Stored dataset items:
(begin)

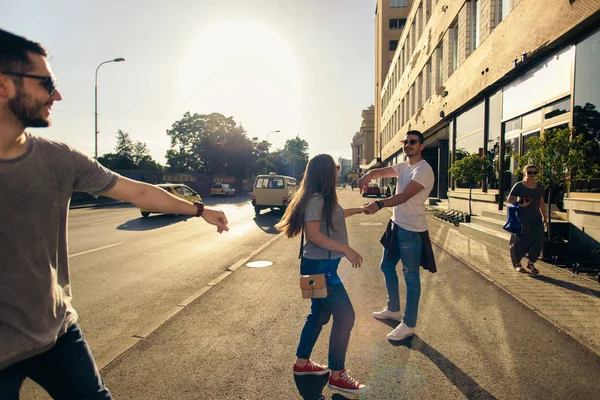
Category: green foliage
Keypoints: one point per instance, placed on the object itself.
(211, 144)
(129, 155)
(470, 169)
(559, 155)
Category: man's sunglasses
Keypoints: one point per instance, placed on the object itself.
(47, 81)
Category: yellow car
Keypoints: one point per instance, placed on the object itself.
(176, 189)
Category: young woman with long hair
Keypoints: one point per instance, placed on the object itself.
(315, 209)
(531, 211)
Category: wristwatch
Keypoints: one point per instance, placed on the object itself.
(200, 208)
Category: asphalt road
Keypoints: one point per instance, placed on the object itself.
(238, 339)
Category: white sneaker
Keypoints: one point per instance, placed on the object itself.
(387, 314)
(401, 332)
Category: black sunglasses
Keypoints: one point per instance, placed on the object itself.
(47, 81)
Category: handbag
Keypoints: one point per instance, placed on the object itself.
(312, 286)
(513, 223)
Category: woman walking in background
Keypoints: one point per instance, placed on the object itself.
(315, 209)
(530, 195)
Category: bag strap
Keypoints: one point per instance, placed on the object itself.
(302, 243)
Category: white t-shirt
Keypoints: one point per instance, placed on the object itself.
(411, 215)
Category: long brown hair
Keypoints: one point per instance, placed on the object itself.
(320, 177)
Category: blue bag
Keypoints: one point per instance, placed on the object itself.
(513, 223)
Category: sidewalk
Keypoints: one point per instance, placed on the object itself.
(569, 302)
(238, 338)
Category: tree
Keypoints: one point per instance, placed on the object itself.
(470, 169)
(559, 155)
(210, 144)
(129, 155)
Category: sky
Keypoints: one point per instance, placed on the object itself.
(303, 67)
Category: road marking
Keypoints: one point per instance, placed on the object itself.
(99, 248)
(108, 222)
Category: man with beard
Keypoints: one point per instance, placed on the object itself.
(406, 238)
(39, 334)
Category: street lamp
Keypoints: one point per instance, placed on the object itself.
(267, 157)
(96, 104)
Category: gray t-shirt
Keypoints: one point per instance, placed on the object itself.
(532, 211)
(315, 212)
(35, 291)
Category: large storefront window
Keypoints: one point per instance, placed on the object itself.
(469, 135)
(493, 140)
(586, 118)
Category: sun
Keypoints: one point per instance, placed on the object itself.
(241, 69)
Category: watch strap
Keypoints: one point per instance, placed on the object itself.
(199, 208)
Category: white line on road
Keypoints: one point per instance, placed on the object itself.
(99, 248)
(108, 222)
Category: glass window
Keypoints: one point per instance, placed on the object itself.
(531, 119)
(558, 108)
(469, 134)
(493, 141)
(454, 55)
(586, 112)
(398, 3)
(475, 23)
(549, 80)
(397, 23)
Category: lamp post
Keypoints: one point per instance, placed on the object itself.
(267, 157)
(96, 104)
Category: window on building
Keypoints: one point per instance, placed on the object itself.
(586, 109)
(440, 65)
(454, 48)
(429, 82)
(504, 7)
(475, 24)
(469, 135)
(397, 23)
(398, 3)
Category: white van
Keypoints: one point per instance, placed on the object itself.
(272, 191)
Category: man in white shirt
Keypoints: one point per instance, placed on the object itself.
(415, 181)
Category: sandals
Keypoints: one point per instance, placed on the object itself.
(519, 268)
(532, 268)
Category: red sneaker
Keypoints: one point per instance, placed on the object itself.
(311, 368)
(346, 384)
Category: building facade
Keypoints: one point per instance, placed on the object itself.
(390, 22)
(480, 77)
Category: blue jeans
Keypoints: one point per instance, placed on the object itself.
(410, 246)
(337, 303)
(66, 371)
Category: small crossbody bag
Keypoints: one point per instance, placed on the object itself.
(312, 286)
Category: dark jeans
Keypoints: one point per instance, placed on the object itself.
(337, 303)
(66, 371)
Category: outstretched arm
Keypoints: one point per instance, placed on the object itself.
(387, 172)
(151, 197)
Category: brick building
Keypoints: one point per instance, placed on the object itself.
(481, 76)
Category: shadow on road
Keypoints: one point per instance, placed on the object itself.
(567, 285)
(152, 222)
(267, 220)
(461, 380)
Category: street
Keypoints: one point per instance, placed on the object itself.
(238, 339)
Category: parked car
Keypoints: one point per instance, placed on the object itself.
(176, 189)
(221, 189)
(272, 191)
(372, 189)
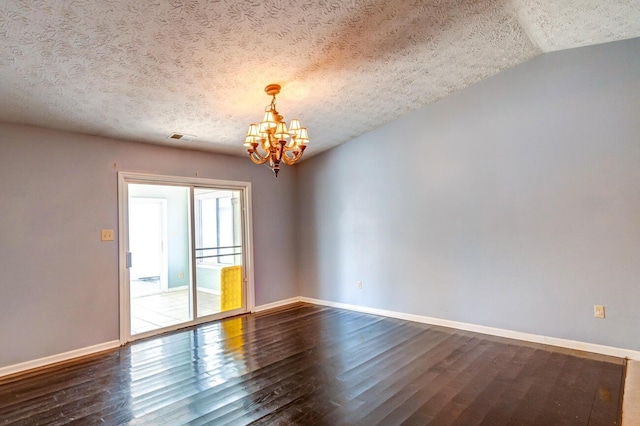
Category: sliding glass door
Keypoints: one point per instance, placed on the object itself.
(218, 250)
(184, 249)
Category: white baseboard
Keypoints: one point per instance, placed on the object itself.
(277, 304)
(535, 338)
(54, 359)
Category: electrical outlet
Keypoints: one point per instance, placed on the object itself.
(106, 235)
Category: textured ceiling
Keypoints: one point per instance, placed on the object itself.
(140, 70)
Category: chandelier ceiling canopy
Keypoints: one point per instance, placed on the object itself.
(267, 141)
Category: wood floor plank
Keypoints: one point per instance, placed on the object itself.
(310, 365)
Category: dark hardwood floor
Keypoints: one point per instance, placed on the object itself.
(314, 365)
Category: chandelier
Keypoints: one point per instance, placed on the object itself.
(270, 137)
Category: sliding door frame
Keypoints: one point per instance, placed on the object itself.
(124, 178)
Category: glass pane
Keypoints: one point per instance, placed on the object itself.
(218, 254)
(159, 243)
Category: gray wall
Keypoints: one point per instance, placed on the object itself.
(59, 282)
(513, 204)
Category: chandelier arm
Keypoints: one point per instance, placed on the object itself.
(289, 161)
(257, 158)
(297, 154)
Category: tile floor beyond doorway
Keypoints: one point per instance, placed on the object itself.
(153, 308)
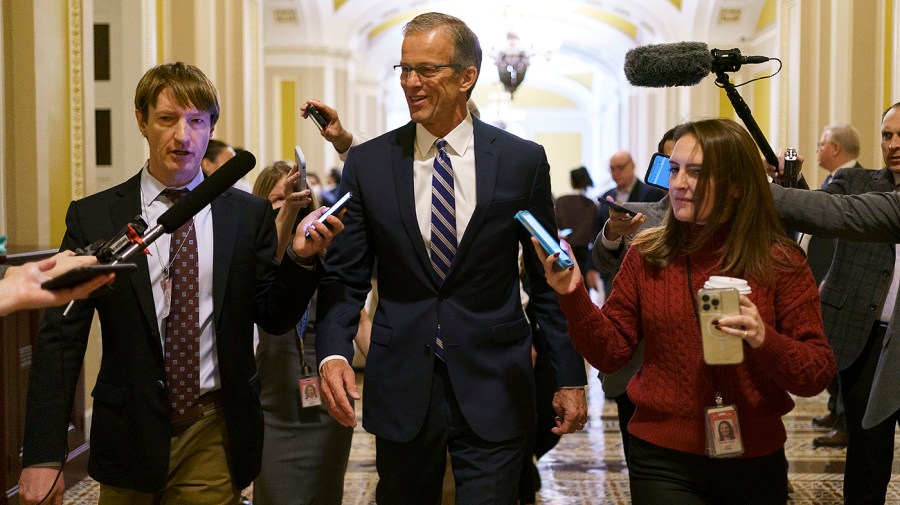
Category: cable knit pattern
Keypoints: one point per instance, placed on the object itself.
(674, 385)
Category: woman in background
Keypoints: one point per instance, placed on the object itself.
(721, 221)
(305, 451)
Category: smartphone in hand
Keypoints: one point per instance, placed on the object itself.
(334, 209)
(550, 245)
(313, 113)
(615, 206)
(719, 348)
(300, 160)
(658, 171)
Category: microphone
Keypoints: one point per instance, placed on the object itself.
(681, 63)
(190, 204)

(end)

Reproduce every line exactly and omit all pictures.

Result for this task:
Category: green foliage
Keypoints: one point per instance, placed on the object itself.
(211, 144)
(129, 155)
(470, 169)
(559, 155)
Category: man's sunglasses
Keypoints: one point per instance, placed on the object itself.
(47, 81)
Category: yellow car
Keypoints: one point per instance, placed on the object itself.
(176, 189)
Category: young woman with long hair
Keypoints: one point per instance, placed on the object itself.
(315, 209)
(531, 211)
Category: wristwatch
Keypoints: one point per instance, placed on the object itself.
(200, 208)
Category: asphalt road
Keypoints: one point per instance, placed on the object itself.
(238, 339)
Category: white sneaker
Keypoints: one point per instance, placed on the object itself.
(387, 314)
(401, 332)
Category: black sunglasses
Keypoints: one point per instance, placed on the object itself.
(47, 81)
Category: handbag
Keypoints: one point per instance, placed on the object itself.
(312, 286)
(513, 223)
Category: woman walking in background
Keypoints: one point per instance, placed on the object itself.
(315, 209)
(530, 195)
Category: bag strap
Keypoints: one point per instance, placed on the object itself.
(302, 243)
Category: white t-shirt
Keypoints: one point per instance, placed on the object itself.
(411, 215)
Category: long brown hair
Keypoints: one point per instance, placed on the object itself.
(320, 177)
Category: blue bag
Keypoints: one point per instance, placed on the object itself.
(513, 223)
Category: sidewalk
Keypoints: one point per instance, placed on the object itself.
(569, 302)
(238, 338)
Category: tree
Keypoints: one point per instance, placed on the object itself.
(470, 169)
(559, 155)
(210, 144)
(129, 155)
Category: sky
Keypoints: one point per instance, placed on the object itself.
(303, 67)
Category: road marking
Keypoints: one point per instance, placed on the object itself.
(99, 248)
(108, 222)
Category: man with beard
Keypoints: one point per instance, placed on the object itself.
(406, 238)
(39, 334)
Category: street lamp
Keypoints: one point per instance, placed on the object itself.
(267, 157)
(96, 104)
Category: gray t-shirt
Keypoints: one point per instance, placed on the object itself.
(532, 211)
(315, 212)
(35, 291)
Category: large storefront window
Keypoints: one point per instance, placed on the object itself.
(469, 135)
(493, 140)
(586, 118)
Category: sun
Keypoints: one point per instance, placed on the object itself.
(241, 69)
Category: watch strap
Keypoints: one point per instance, placed on the object itself.
(199, 208)
Category: white line on road
Keypoints: one point per instance, placed on the object itself.
(99, 248)
(108, 222)
Category: glass window
Keypoints: one point per instance, placed on the object itself.
(531, 119)
(558, 108)
(469, 134)
(493, 141)
(454, 55)
(586, 112)
(398, 3)
(475, 23)
(549, 80)
(397, 23)
Category: lamp post
Keypoints: one point per instance, placed on the object itself.
(267, 157)
(96, 104)
Category: window on building
Keypoints: one point per instance, placed on the object itself.
(586, 109)
(440, 65)
(454, 48)
(429, 82)
(504, 7)
(475, 24)
(469, 135)
(397, 23)
(398, 3)
Category: white van
Keypoints: one point per instance, placed on the object itself.
(272, 191)
Category: man in white shirt
Keypoints: one point per instance, placed on the object itself.
(415, 181)
Category: sandals
Keypoints: one point per instance, placed on the object itself.
(519, 268)
(532, 268)
Category: red sneaker
Keypoints: one point per instance, placed on the object itself.
(311, 368)
(346, 384)
Category: building facade
Keypoints: one point per instance, placed on the object itself.
(390, 22)
(480, 77)
Category: blue jeans
Keypoints: one point per instance, placed on the object itself.
(410, 246)
(337, 303)
(66, 371)
Category: small crossbody bag
Keypoints: one point per instance, placed on the object itself.
(312, 286)
Category: dark jeans
Keypoints: one point per instance, placed on the object itself.
(337, 303)
(66, 371)
Category: outstretched arm
Keypoints: one point per instance, placed on the object itself.
(387, 172)
(151, 197)
Category: brick building
Keypoints: one point per instance, placed on the object itself.
(481, 76)
Category: shadow on road
Keypoints: one point per instance, placed on the object itself.
(567, 285)
(152, 222)
(267, 220)
(461, 380)
Category: street
Keypoints: one point per instance, placed on the object itself.
(238, 339)
Category: parked car
Keypoints: one point per instance, placed on the object itself.
(176, 189)
(221, 189)
(272, 191)
(372, 189)
Category: sliding glass door
Keypoints: one point per instance, placed on the object itself.
(218, 250)
(184, 249)
Category: white baseboard
Keypoints: one point per instance, placed on the object itself.
(277, 304)
(535, 338)
(54, 359)
Category: electrical outlet
Keypoints: one point per instance, placed on the object itself.
(106, 235)
Category: textured ceiling
Keypoints: one point per instance, placed on the object itself.
(140, 70)
Category: chandelier ceiling canopy
Keypoints: one point per instance, placed on the object itself.
(267, 141)
Category: wood floor plank
Keypoints: one point per instance, placed on the object itself.
(310, 365)
Category: dark hardwood floor
Keypoints: one point per instance, placed on the object itself.
(314, 365)
Category: chandelier
Keypoints: one point per instance, placed on the object itself.
(270, 137)
Category: sliding door frame
Keypoints: one point per instance, placed on the object itself.
(124, 178)
Category: glass pane
Keypoints: one point per instance, placed on the object itself.
(218, 254)
(159, 243)
Category: gray wall
Keypoints: one point per instance, placed on the object itself.
(59, 282)
(513, 204)
Category: chandelier arm
Keypoints: one point per instance, placed on the object itself.
(289, 161)
(257, 158)
(297, 154)
Category: tile floor beyond doorway
Keypoints: one point per instance, placed on the object itself.
(153, 308)
Category: cable knit pattern
Keypoints: one point per instance, placed on the object itself.
(674, 385)
Category: woman in background
Keypoints: one point per instance, placed on the object itself.
(721, 221)
(305, 451)
Category: smartphone in hand
Keypoints: one point per instance, placed on the object itself.
(334, 209)
(550, 245)
(313, 113)
(615, 206)
(719, 348)
(300, 160)
(658, 171)
Category: microphone
Keypoints: one point per instance, placed on the object itself.
(681, 63)
(190, 204)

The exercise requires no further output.